# STATED PROBLEM:
Output the lines of the data below as a JSON list of strings, one string per line, omitting blank lines.

═════ DATA FOR THIS EXERCISE ═════

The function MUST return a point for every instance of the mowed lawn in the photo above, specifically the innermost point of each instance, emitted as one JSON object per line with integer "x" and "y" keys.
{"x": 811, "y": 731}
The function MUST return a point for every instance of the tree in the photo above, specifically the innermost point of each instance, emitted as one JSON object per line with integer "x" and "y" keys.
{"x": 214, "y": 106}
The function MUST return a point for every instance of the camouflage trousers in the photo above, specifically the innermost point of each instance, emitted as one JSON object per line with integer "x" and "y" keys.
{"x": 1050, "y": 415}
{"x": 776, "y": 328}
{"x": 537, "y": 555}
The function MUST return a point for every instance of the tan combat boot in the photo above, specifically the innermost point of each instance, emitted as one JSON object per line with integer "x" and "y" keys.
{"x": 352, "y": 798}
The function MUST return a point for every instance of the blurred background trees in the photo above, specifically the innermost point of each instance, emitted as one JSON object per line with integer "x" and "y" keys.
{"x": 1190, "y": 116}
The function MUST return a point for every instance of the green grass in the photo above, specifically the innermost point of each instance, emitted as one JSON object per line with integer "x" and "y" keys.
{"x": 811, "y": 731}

═════

# ANSWER TO THE EXERCISE:
[
  "The function MUST return a point for every instance of the mowed lawn in the photo above, specifically the innermost point of each instance, emitted as one JSON object per line with integer \"x\" and \"y\" keys.",
  "{\"x\": 811, \"y\": 731}",
  "The function MUST return a point for every instance of the tree in the photo above, specifically the innermost point of each instance, emitted as one JSON object per line with integer \"x\" and \"y\" keys.",
  "{\"x\": 214, \"y\": 106}",
  "The function MUST return a point for every instance of the camouflage trousers in the photo above, specifically the innermost point of each instance, emitted as one JSON object per line with integer \"x\" and \"y\" keys.",
  "{\"x\": 1050, \"y\": 415}",
  "{\"x\": 776, \"y\": 328}",
  "{\"x\": 537, \"y\": 555}",
  "The function MUST return a point for every instance of the tan combat boot in the photo above, specifically the innermost point of each instance, emitted as one JSON object per line with integer \"x\" and \"y\" keys.",
  "{\"x\": 352, \"y\": 798}",
  "The function MUST return a point for every instance of the blurred background trees in the photo above, specifically the innermost point of each instance, emitted as one JSON object per line with integer \"x\" and \"y\" keys.",
  "{\"x\": 1190, \"y\": 116}",
  "The function MUST return a point for every instance of the green grass in the photo above, specifically the innermost point of each instance, emitted as one JSON object per line with integer \"x\" and \"y\" keys.",
  "{\"x\": 811, \"y\": 731}"
]